**What this task involves:**
Print every record below exactly as written.
___ Records for this task
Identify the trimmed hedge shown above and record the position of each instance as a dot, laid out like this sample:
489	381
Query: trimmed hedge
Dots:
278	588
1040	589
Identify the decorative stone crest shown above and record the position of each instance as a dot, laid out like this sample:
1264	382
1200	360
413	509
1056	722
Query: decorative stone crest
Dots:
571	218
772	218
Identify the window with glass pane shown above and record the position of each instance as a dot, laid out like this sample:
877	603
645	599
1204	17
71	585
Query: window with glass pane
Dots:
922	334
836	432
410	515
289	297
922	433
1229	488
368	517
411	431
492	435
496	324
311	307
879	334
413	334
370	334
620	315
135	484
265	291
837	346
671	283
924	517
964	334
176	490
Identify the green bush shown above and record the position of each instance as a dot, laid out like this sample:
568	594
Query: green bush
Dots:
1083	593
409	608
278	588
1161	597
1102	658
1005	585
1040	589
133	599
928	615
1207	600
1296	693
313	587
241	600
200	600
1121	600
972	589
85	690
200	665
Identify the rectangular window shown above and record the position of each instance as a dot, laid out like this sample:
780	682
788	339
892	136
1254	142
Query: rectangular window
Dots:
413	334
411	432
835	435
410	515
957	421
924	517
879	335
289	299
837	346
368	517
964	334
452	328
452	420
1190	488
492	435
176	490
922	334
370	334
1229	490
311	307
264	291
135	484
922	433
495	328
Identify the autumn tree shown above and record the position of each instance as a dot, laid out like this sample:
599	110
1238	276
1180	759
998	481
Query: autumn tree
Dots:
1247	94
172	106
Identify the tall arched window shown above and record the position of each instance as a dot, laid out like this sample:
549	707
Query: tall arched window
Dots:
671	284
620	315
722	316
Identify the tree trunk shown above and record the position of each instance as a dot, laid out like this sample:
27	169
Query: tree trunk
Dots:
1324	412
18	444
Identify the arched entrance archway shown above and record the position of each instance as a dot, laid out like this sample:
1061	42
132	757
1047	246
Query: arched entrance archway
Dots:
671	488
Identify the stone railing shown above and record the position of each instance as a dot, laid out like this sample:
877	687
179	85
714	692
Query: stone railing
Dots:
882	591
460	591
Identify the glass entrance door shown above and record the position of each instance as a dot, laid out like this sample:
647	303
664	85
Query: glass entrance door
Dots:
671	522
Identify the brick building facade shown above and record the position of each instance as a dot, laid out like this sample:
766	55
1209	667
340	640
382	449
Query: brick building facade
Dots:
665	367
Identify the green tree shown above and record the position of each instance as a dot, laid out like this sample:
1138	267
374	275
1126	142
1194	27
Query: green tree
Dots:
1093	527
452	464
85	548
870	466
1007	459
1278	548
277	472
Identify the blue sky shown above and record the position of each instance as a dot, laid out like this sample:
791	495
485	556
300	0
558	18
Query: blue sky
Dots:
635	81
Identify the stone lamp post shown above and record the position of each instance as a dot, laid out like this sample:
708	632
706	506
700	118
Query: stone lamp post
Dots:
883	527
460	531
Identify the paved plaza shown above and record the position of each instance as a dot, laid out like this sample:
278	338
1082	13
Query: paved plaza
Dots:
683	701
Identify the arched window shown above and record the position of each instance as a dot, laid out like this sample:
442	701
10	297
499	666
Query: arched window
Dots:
______
**The answer:**
Identify the trimmed hedge shown above and record the position of each instance as a dot, laid out like this sample:
489	381
Query: trimmed hedge
Dots:
278	588
1040	589
Identify the decorative stone crest shown above and record the position of each instance as a dot, laid out like this sample:
1264	382
1200	360
413	509
1056	722
Query: decorative stone crest
Dots:
571	218
772	218
Identify the window with glass pane shown above and record the position of each instance as a dot, laid out like this sample:
877	603
645	599
1204	17
71	585
Query: window with glass pane
Dots:
922	334
836	432
410	515
289	297
922	433
1229	488
368	517
411	431
492	435
496	324
311	307
879	334
413	334
370	334
620	315
135	484
265	291
837	346
671	283
924	517
964	334
176	490
Identify the green bush shown above and record the position of each instance as a dot, laid out like this sample:
568	594
Query: green bush
Dots:
1083	593
409	608
278	588
1161	597
1102	658
1005	585
1040	589
133	599
928	615
1207	600
1296	693
313	587
241	600
200	600
1121	600
972	589
85	690
200	665
Identify the rectangular window shown above and record the position of each instance as a dot, laid out like this sample:
780	682
788	339
892	136
1254	142
Query: rectangular window
Dots:
413	334
411	432
835	435
410	515
957	421
924	517
879	335
289	299
837	346
368	517
964	334
452	328
452	420
1190	488
492	435
176	490
922	334
370	334
1229	490
311	307
264	291
135	484
922	433
495	328
Identify the autumn tree shown above and record the position of each instance as a dot, laid out like this sample:
599	110
1238	276
1180	759
998	481
Query: autumn tree
Dots:
1247	94
172	106
Identify the tall arched window shown above and record the position of each instance as a dot, laid out like this sample:
549	707
Query: tall arched window
Dots:
671	284
620	315
722	316
Identify the tree trunk shown above and record the position of each instance as a dot, laid out like this sample:
27	169
Query: tree trunk
Dots:
1324	412
18	444
Identify the arched entrance archway shown above and record the position of each instance as a dot, laid out like this sample:
1061	42
132	757
1047	246
Query: arched entrance archway
Dots:
671	488
Identify the stone railing shown above and record the position of each instance as a dot, laid out like this sample:
877	687
179	85
714	692
Query: stone railing
Dots:
882	591
460	591
Identify the glass entrance door shown above and record the position of each instance as a dot, laid out like this sample:
647	303
664	85
Query: glass entrance door
Dots:
671	522
Identify the brick building facade shown above and record the position of each instance as a dot, laid out like this sample:
766	55
1209	667
340	640
382	449
Query: brick building facade
Dots:
665	367
Identify the green tree shown above and record the position of each instance as a dot, laid out like this sample:
1138	267
374	275
1126	142
1194	27
Query: green tree
Dots:
1093	527
452	464
85	548
870	466
1007	459
1278	548
277	472
Identify the blue sky shown above and record the position of each instance as a dot, laid out like this sample:
791	495
485	556
300	0
558	18
Query: blue sky
Dots:
635	81
Identify the stone lamp post shown above and record the position of each instance as a dot, laid out like this sample:
708	632
706	506
700	118
Query: stone lamp post
Dots:
883	527
460	531
Identify the paved plaza shown above and record the position of each instance as a dot, laid out like this sample:
278	338
1082	13
Query: paved plaza
Dots:
683	701
Identify the arched window shown above and record the position of each instance as a dot, laid out like this sample:
442	701
10	297
499	666
Query: arched window
Dots:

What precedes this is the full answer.